## Given information
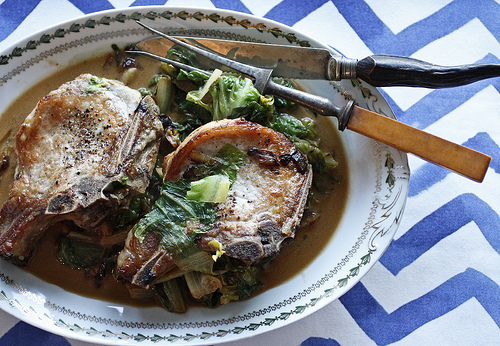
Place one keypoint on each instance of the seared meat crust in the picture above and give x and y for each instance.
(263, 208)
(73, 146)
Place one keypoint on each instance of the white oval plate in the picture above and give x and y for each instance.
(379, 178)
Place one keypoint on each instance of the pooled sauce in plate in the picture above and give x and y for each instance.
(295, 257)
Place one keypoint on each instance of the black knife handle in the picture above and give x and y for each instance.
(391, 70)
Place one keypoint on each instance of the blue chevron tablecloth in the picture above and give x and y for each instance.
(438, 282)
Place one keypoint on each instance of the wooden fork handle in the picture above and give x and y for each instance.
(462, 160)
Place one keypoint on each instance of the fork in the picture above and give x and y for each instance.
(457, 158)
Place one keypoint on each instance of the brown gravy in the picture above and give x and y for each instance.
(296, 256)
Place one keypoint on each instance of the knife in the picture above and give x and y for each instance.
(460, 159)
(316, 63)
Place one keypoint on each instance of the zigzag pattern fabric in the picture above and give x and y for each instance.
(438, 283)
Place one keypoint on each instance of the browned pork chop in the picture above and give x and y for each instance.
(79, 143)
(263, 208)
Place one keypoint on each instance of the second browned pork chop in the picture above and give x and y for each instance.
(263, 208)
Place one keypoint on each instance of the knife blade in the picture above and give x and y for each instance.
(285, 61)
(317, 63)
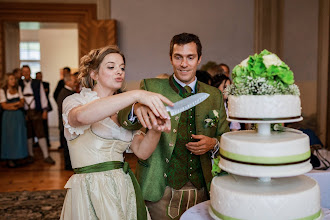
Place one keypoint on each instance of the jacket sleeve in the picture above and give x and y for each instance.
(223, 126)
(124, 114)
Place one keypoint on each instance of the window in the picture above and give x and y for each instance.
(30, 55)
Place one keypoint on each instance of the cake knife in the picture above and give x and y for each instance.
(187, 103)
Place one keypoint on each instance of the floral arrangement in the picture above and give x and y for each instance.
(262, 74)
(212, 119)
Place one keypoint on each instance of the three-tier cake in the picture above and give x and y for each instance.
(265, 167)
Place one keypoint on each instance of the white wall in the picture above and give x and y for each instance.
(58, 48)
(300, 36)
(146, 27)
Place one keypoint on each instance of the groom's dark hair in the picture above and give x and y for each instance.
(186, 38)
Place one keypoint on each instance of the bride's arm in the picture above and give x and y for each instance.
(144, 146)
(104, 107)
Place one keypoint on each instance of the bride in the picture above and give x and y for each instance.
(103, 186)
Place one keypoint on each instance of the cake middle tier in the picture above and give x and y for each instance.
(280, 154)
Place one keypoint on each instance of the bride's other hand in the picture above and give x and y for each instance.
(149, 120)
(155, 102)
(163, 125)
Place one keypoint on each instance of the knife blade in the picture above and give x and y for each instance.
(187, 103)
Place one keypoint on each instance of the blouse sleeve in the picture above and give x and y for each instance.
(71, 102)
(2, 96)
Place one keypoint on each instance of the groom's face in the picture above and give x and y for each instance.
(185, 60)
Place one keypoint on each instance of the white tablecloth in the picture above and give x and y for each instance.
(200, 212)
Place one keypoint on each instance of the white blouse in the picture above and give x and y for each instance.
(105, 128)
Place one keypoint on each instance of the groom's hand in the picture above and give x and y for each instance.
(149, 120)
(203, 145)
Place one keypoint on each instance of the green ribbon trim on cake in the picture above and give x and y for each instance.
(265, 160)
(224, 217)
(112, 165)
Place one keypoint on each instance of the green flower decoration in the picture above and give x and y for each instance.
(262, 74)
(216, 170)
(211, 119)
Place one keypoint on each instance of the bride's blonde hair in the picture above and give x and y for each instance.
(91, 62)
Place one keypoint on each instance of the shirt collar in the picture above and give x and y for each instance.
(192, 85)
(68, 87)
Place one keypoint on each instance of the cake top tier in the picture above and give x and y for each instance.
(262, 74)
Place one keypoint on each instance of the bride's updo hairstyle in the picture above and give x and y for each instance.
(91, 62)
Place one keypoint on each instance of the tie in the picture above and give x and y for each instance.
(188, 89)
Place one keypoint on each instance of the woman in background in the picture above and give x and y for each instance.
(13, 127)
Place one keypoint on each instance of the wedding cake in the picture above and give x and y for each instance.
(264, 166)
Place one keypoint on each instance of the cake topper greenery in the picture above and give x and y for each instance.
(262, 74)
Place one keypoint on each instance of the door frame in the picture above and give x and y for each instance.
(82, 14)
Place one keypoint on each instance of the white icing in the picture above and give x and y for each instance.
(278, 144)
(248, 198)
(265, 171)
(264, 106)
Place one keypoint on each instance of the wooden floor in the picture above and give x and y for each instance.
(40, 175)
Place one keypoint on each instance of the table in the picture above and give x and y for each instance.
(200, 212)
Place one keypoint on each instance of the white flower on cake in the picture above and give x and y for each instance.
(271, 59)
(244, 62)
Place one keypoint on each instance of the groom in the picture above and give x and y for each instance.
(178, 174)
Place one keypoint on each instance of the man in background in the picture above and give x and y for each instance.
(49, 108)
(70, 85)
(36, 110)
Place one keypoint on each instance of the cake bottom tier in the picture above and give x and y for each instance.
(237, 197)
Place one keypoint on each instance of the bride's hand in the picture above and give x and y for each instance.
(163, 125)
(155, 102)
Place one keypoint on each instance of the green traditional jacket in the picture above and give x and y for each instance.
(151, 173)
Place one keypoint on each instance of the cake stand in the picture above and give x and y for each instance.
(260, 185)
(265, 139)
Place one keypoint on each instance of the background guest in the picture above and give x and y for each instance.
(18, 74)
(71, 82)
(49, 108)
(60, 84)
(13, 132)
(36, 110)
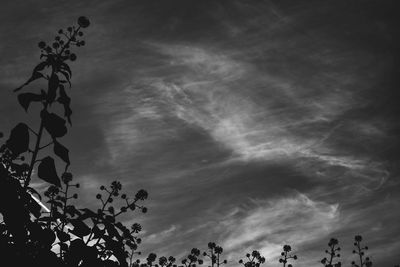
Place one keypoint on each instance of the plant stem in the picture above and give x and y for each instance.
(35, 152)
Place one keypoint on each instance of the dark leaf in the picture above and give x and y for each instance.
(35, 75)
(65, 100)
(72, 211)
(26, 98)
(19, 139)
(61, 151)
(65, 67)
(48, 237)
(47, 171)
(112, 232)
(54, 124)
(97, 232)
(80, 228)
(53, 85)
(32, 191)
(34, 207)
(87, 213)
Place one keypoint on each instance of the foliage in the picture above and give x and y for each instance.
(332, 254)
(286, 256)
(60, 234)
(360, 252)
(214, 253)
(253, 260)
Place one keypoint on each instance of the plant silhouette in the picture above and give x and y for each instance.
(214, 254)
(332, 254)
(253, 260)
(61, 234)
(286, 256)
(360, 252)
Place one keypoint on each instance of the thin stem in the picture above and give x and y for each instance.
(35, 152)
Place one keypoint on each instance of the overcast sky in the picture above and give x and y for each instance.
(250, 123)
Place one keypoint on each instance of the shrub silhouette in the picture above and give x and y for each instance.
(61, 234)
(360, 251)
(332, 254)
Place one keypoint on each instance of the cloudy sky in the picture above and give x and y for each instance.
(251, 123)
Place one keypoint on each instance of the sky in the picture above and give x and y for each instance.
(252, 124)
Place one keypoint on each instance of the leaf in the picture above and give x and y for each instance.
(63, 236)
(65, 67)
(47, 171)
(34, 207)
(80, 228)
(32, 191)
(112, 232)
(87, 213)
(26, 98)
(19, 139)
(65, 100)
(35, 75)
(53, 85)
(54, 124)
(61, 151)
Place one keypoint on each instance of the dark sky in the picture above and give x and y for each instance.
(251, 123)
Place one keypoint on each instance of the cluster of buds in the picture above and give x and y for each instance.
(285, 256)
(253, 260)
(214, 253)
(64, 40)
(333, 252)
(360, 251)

...

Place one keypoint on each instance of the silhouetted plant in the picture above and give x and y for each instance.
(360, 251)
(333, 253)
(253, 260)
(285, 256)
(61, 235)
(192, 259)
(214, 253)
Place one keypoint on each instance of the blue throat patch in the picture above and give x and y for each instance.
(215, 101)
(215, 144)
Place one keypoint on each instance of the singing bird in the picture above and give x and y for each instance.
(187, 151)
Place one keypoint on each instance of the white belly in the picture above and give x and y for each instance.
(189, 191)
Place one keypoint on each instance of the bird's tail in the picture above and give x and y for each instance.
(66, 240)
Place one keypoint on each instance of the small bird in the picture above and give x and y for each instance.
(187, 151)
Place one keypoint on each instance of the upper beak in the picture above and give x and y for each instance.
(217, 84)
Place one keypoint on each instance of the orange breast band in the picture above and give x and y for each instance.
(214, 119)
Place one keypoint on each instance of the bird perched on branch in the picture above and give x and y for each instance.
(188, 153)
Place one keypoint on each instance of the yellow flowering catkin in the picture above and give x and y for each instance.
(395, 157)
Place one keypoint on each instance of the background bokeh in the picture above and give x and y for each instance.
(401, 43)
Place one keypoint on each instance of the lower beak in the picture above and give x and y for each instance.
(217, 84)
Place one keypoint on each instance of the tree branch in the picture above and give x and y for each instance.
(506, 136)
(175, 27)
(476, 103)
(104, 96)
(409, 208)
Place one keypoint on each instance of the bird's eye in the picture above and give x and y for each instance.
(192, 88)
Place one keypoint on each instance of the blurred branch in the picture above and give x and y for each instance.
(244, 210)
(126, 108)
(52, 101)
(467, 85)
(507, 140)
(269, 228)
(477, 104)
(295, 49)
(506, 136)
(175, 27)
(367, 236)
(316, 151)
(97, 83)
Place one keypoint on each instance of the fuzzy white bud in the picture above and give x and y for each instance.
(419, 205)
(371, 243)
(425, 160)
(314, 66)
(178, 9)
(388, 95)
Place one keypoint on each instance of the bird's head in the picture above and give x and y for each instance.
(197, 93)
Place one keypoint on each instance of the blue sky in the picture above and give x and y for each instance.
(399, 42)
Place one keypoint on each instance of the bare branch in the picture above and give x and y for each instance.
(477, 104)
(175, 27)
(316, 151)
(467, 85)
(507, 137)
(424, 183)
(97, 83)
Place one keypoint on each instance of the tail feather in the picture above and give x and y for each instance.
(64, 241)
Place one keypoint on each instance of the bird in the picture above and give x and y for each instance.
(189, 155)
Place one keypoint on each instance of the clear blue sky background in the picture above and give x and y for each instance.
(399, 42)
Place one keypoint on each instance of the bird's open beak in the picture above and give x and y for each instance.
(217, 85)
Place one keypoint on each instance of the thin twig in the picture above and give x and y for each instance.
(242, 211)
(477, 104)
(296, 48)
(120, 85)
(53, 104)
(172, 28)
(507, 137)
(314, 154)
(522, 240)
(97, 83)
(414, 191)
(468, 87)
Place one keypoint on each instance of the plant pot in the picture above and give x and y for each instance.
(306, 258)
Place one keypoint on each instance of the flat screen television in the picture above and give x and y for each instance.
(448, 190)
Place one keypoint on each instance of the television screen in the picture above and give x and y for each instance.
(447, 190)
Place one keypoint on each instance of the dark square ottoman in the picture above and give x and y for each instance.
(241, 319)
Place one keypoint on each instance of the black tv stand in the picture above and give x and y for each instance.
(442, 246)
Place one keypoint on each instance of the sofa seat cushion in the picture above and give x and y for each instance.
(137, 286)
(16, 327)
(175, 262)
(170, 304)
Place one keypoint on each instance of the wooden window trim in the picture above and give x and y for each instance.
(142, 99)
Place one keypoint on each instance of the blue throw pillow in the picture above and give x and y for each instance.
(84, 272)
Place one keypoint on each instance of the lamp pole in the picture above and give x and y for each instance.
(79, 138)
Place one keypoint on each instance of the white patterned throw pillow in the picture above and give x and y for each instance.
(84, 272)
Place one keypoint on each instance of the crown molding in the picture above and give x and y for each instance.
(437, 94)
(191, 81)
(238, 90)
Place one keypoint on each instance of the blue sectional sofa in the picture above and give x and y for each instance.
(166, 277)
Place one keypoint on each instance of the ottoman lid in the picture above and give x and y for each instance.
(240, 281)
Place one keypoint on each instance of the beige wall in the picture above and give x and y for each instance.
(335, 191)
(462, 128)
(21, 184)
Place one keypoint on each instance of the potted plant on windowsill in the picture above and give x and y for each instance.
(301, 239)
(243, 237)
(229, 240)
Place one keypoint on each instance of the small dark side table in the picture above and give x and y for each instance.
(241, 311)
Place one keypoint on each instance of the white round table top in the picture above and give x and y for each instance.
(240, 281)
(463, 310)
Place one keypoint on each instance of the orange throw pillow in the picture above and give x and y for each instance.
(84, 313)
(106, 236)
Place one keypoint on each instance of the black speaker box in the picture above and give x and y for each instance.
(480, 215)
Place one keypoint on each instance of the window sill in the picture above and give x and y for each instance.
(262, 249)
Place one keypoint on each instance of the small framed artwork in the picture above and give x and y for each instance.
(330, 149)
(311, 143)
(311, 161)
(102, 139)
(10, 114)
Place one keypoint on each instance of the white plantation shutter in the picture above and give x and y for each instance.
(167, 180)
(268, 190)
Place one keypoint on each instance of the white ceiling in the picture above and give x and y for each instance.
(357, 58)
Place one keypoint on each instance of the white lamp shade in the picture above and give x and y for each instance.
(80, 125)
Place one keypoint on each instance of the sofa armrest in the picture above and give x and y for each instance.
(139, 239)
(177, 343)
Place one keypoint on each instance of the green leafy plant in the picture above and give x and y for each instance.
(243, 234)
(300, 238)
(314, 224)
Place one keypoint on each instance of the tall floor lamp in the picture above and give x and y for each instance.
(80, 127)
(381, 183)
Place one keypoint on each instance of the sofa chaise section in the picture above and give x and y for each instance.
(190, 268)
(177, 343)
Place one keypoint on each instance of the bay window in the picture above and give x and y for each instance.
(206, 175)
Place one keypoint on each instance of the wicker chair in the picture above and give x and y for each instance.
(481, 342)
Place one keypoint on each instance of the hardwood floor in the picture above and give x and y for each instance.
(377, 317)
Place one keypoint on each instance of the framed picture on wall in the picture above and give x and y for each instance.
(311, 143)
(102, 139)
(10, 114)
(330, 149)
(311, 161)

--

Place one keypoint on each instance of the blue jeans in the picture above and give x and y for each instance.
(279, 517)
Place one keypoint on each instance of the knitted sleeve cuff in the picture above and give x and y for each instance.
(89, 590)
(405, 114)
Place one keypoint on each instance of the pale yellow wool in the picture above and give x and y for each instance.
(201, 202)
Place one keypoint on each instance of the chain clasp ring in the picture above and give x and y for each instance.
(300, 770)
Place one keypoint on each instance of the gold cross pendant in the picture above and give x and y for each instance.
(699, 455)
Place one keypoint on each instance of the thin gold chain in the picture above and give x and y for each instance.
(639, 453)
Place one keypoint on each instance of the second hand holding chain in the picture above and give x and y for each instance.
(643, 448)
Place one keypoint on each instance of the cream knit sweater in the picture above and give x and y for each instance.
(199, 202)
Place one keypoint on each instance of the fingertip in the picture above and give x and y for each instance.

## Work to do
Pull out every line of the items above that contains the string "pillow". Case matters, so count only lines that match it letter for letter.

## Correct output
Place one keypoint on each instance of the blue throw pillow in the picture above and give x and y for each instance.
Place one keypoint on each instance of the white patterned throw pillow in the picture above and give x and y for each instance.
Place one keypoint on each instance of the orange throw pillow in the picture above and give x and y for each instance.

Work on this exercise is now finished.